## [WORK INSTRUCTIONS]
All lines from the one with "inner_rings: a ring" through the close of the records below are to be set down exactly, and no others.

DATA section start

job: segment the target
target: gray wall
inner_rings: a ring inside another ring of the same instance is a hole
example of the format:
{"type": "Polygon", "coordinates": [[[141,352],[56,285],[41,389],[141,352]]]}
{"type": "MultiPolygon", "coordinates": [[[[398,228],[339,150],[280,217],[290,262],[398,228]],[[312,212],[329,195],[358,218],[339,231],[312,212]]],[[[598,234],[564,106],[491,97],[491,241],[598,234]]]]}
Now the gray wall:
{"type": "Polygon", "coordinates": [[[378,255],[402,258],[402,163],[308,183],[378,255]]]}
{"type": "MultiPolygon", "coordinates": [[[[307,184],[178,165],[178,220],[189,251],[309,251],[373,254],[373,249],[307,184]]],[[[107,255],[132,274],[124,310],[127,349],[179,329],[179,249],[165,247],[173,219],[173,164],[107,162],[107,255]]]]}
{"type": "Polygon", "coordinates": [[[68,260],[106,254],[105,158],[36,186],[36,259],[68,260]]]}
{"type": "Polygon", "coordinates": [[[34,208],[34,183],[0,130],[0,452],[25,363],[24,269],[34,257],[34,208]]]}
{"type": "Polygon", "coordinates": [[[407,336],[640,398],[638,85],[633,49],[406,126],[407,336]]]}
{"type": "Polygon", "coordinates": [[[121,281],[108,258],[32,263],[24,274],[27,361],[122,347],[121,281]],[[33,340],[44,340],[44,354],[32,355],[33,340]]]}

DATA section end

## [RESULT OF THIS EXERCISE]
inner_rings: a ring inside another ring of the same instance is a hole
example of the format:
{"type": "Polygon", "coordinates": [[[141,352],[56,285],[41,389],[141,352]]]}
{"type": "MultiPolygon", "coordinates": [[[[398,228],[339,150],[280,217],[290,262],[398,228]],[[312,212],[329,195],[358,218],[339,231],[312,212]]],[[[598,234],[564,106],[491,97],[491,241],[598,234]]]]}
Now the gray wall:
{"type": "Polygon", "coordinates": [[[378,255],[402,258],[402,163],[308,183],[378,255]]]}
{"type": "MultiPolygon", "coordinates": [[[[307,184],[178,165],[178,220],[189,251],[309,251],[373,254],[373,249],[307,184]]],[[[107,255],[132,274],[124,310],[127,349],[179,329],[179,249],[165,247],[173,219],[173,164],[107,162],[107,255]]]]}
{"type": "Polygon", "coordinates": [[[68,260],[106,254],[105,158],[36,186],[36,259],[68,260]]]}
{"type": "Polygon", "coordinates": [[[34,208],[34,183],[0,130],[0,452],[25,363],[24,269],[34,257],[34,208]]]}
{"type": "Polygon", "coordinates": [[[407,336],[640,398],[638,85],[633,49],[406,126],[407,336]]]}
{"type": "Polygon", "coordinates": [[[121,281],[108,258],[32,263],[24,274],[27,361],[122,347],[121,281]],[[33,340],[44,340],[44,354],[32,355],[33,340]]]}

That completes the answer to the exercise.